Problem description: The entries are to be duplicated exactly, though any picture in them must be omitted.

Task data:
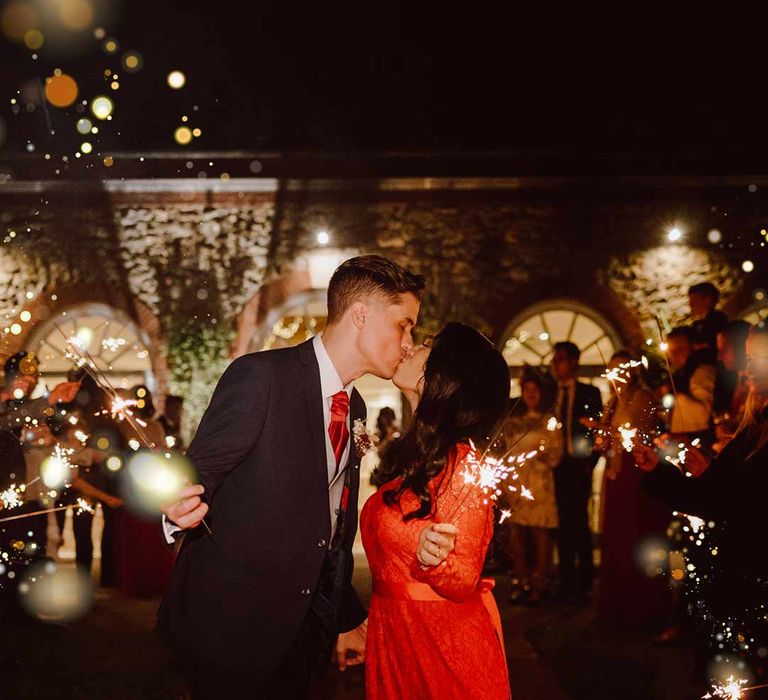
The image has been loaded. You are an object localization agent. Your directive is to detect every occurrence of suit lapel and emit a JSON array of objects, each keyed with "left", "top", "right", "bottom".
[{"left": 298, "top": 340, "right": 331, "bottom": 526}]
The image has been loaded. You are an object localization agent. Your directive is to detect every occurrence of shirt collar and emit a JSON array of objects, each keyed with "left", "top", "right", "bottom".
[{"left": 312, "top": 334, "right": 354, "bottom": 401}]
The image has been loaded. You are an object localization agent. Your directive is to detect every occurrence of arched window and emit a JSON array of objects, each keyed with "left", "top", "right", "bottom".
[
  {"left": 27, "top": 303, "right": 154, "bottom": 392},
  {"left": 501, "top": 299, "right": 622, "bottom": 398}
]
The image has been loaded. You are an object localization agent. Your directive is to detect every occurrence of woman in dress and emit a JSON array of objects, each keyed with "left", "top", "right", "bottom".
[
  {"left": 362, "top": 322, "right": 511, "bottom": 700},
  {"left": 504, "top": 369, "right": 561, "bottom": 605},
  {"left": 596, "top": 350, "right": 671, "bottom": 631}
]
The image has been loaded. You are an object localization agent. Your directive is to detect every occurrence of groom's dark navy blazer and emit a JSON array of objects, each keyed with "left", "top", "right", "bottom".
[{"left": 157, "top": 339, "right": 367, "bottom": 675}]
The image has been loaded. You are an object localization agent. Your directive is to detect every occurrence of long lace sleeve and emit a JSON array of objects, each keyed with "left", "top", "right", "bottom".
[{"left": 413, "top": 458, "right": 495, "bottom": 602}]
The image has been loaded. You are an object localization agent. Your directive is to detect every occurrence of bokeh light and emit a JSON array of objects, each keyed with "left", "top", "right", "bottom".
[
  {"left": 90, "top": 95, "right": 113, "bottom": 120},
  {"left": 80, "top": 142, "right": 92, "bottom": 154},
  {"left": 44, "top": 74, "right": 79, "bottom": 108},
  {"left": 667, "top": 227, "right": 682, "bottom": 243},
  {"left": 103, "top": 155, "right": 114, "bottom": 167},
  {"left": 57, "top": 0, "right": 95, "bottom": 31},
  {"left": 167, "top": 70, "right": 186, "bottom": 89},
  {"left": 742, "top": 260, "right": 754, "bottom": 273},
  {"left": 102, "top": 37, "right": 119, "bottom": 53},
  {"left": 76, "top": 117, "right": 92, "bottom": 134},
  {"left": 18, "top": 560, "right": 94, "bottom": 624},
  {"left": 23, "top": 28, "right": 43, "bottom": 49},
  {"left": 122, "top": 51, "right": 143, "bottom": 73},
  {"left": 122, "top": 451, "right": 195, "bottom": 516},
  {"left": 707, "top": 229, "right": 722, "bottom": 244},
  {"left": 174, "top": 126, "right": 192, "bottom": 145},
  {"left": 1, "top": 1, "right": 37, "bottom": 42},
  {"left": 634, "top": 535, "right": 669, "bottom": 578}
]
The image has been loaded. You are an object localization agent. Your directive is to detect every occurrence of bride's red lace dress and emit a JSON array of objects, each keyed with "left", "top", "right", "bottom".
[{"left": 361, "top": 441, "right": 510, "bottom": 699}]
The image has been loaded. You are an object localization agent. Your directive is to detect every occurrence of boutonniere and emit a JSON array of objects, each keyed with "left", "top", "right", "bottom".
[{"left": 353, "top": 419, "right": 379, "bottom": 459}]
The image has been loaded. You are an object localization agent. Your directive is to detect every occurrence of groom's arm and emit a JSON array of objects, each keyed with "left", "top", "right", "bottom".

Written answer:
The image has been loaded. You are an object localization agent. Your directive is to detect every occurrence of suit lapel and emit a JSON array of objects, each keyed with "left", "top", "right", "bottom".
[{"left": 298, "top": 340, "right": 331, "bottom": 526}]
The image has been loaded. You are an object localization agent. Your directive is to detect every occurrence of shirt collar and emit a JSON array of objects, each keyed with "left", "top", "right", "bottom".
[{"left": 312, "top": 334, "right": 354, "bottom": 401}]
The image has been loaded. You are an object localization agent. Your directive is to detect every occurrence of arched window and emit a JSON array of objects, each keyed with "left", "top", "right", "bottom".
[
  {"left": 27, "top": 303, "right": 154, "bottom": 392},
  {"left": 501, "top": 299, "right": 622, "bottom": 398}
]
The image has been loaded. You are an object localization agent. Your directive is to detect every occurrence of woman in dress and emit a JSON array of objects, each keyed with "left", "top", "right", "bottom".
[
  {"left": 362, "top": 322, "right": 511, "bottom": 700},
  {"left": 504, "top": 369, "right": 561, "bottom": 605},
  {"left": 596, "top": 350, "right": 671, "bottom": 631}
]
The image has been loaded. You are an object localization agent. Your directive is to detect every occurrence of groom's dark navy blazer and emit a JSON array of objects, each keyed with "left", "top", "right", "bottom".
[{"left": 157, "top": 339, "right": 367, "bottom": 675}]
The image has been loaded. You are an object localization agent. Your directive is to detect every occurrence of long lace sleeve and emit a JSON array of objects, each keyed with "left", "top", "right", "bottom".
[{"left": 413, "top": 458, "right": 495, "bottom": 602}]
The image has been loaded. You are an object localization agent. Your directive is to detect every occurrence of bokeh light and emit a JSON array of objects, each keyed with "left", "top", "right", "bottom".
[
  {"left": 90, "top": 95, "right": 113, "bottom": 120},
  {"left": 80, "top": 142, "right": 92, "bottom": 154},
  {"left": 44, "top": 74, "right": 79, "bottom": 108},
  {"left": 667, "top": 227, "right": 682, "bottom": 243},
  {"left": 103, "top": 155, "right": 114, "bottom": 167},
  {"left": 57, "top": 0, "right": 95, "bottom": 31},
  {"left": 167, "top": 70, "right": 186, "bottom": 89},
  {"left": 742, "top": 260, "right": 754, "bottom": 273},
  {"left": 102, "top": 37, "right": 119, "bottom": 53},
  {"left": 76, "top": 117, "right": 92, "bottom": 134},
  {"left": 18, "top": 560, "right": 94, "bottom": 624},
  {"left": 23, "top": 28, "right": 43, "bottom": 49},
  {"left": 122, "top": 51, "right": 143, "bottom": 73},
  {"left": 122, "top": 451, "right": 195, "bottom": 516},
  {"left": 707, "top": 229, "right": 722, "bottom": 244},
  {"left": 174, "top": 126, "right": 192, "bottom": 145},
  {"left": 1, "top": 1, "right": 37, "bottom": 42},
  {"left": 634, "top": 535, "right": 669, "bottom": 578}
]
The image has been loaded. You are an object localization agent. Your directive is to detect every occurrence of bride's red lace dress and emit a JSON array of objects, each keyed with "left", "top", "right", "bottom".
[{"left": 361, "top": 441, "right": 510, "bottom": 699}]
The image has been loaded. You are an object localization agent. Your directive is to detect every occurrence of boutonniere and emit a JSON array of objects, each keyed with "left", "top", "right", "bottom".
[{"left": 353, "top": 419, "right": 379, "bottom": 459}]
The image has been loaded. You are an object localization agent. Your directive is to detect every occurrence of groom's arm and emit a JSON array of objects, each keyed with "left", "top", "right", "bottom".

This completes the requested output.